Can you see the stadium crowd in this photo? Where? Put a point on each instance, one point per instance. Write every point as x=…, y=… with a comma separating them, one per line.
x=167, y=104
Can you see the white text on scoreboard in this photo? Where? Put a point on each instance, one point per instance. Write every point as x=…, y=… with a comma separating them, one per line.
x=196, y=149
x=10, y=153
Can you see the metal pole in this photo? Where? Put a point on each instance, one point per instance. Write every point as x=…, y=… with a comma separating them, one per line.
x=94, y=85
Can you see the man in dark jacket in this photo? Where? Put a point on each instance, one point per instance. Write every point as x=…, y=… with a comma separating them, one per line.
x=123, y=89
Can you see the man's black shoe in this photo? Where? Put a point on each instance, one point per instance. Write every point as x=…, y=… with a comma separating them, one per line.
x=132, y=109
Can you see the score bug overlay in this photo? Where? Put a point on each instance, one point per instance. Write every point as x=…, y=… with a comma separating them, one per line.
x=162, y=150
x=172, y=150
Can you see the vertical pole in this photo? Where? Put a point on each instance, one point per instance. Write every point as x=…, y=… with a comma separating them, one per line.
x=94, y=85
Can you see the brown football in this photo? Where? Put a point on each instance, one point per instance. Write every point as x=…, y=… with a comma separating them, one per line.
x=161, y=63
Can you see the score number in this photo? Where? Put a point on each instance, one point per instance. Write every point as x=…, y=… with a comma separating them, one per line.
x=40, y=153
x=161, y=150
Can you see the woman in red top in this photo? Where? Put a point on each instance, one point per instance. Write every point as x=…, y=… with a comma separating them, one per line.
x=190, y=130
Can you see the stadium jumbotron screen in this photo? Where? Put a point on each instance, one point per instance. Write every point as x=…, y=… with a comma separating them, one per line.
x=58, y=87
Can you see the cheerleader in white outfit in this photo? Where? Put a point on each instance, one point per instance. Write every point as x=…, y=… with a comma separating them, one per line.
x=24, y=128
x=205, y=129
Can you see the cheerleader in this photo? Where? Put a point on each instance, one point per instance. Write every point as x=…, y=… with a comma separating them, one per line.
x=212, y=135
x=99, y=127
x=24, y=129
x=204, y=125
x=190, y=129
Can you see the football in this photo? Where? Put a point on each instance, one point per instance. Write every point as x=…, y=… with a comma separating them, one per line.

#####

Reply with an exact copy of the lines running from the one containing "Can you see the score number" through the end of the entries above, both ends included.

Can you see the score number in this photo? Where? Put a point on each instance, one point per instance. Write every point as x=…, y=… with a comma separating them, one per line.
x=40, y=153
x=161, y=150
Can you see the woman in red top in this photo? Where? Put a point on each instance, one point per instance. Write every point as x=…, y=… with a comma separating them, one per line.
x=190, y=130
Can you see the stadium jumbotron screen in this photo? Where? Put a point on each instance, one point per instance. Write every point as x=…, y=… with a comma separating them, one per line.
x=58, y=87
Can you see the cheerleader in white outfit in this photo? Where? Put a point on each instance, one point per instance. Write every point as x=…, y=… with a comma separating them, one per line.
x=24, y=128
x=205, y=129
Can you see the cheerleader in this photo? Where? Put a point on each instance, one point per instance. Write every point as x=…, y=… with a comma separating them, one per line.
x=212, y=135
x=99, y=127
x=24, y=129
x=204, y=125
x=190, y=129
Can you see the football in this photo? Where? Put a point on each instance, one point per instance. Write every point as x=…, y=… with a comma separating them, one per line.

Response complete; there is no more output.